[Entries taken from a collection]
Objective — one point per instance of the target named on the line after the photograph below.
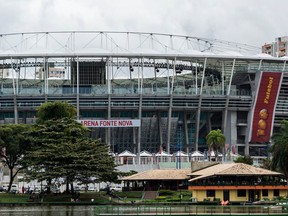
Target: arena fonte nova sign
(111, 123)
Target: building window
(210, 193)
(276, 193)
(264, 192)
(241, 193)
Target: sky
(253, 22)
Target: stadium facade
(145, 91)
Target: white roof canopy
(127, 153)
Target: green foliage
(13, 137)
(244, 159)
(129, 194)
(215, 141)
(62, 148)
(279, 149)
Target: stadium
(141, 91)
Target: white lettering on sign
(111, 123)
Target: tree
(62, 148)
(244, 159)
(215, 140)
(14, 142)
(279, 149)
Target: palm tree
(215, 140)
(279, 149)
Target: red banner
(265, 105)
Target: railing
(190, 210)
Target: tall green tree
(215, 141)
(15, 143)
(62, 148)
(279, 149)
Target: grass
(97, 197)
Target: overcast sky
(253, 22)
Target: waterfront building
(237, 182)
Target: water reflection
(47, 211)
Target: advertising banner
(263, 115)
(111, 123)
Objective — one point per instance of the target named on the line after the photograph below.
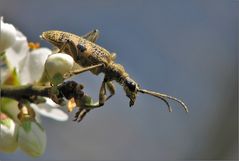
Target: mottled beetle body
(97, 59)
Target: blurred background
(186, 49)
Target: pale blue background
(183, 48)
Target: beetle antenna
(164, 97)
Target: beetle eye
(131, 86)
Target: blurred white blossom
(8, 35)
(24, 66)
(32, 138)
(8, 134)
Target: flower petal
(51, 110)
(8, 134)
(8, 35)
(16, 53)
(34, 65)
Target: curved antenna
(164, 97)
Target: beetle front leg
(102, 94)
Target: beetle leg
(102, 94)
(111, 88)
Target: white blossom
(32, 138)
(7, 35)
(8, 134)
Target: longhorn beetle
(97, 59)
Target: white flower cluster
(20, 66)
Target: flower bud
(8, 134)
(32, 138)
(8, 35)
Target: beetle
(97, 59)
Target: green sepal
(57, 79)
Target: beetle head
(54, 37)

Your task: Could you set down every entry again exactly as written, leaving out any pictures?

Your solution:
Objective — one point per instance of the target named on the line after the photograph below.
Target: arena fonte nova sign
(111, 123)
Target: building window
(210, 193)
(276, 193)
(264, 192)
(241, 193)
Target: sky
(253, 22)
Target: stadium facade
(145, 91)
Target: white roof canopy
(127, 153)
Target: green foliage
(13, 137)
(244, 159)
(129, 194)
(215, 141)
(62, 148)
(279, 149)
Target: stadium
(141, 91)
Target: white lettering on sign
(111, 123)
Target: tree
(62, 148)
(244, 159)
(215, 140)
(14, 142)
(279, 149)
Target: palm tree
(215, 140)
(279, 149)
Target: red banner
(265, 105)
Target: railing
(190, 210)
Target: tall green tree
(215, 141)
(15, 143)
(62, 148)
(279, 149)
Target: grass
(97, 197)
Target: overcast sky
(253, 22)
Target: waterfront building
(237, 182)
Target: water reflection
(47, 211)
Target: advertising banner
(263, 115)
(111, 123)
Objective — one point per instance of the target named on the line after the photograph below.
Target: mottled beetle body
(97, 59)
Target: blurred background
(186, 49)
Target: pale blue background
(183, 48)
Target: beetle antenna
(164, 97)
Target: beetle eye
(131, 86)
Target: blurred white blossom
(8, 35)
(24, 66)
(32, 138)
(8, 134)
Target: flower petal
(51, 110)
(8, 134)
(8, 35)
(16, 53)
(34, 65)
Target: curved antenna
(164, 97)
Target: beetle front leg
(102, 94)
Target: beetle leg
(102, 94)
(111, 88)
Target: white blossom
(32, 138)
(7, 35)
(8, 134)
Target: longhorn beetle
(97, 59)
Target: white flower cluster
(20, 66)
Target: flower bud
(8, 134)
(32, 138)
(8, 35)
Target: beetle
(97, 59)
Target: green sepal
(57, 79)
Target: beetle head
(54, 37)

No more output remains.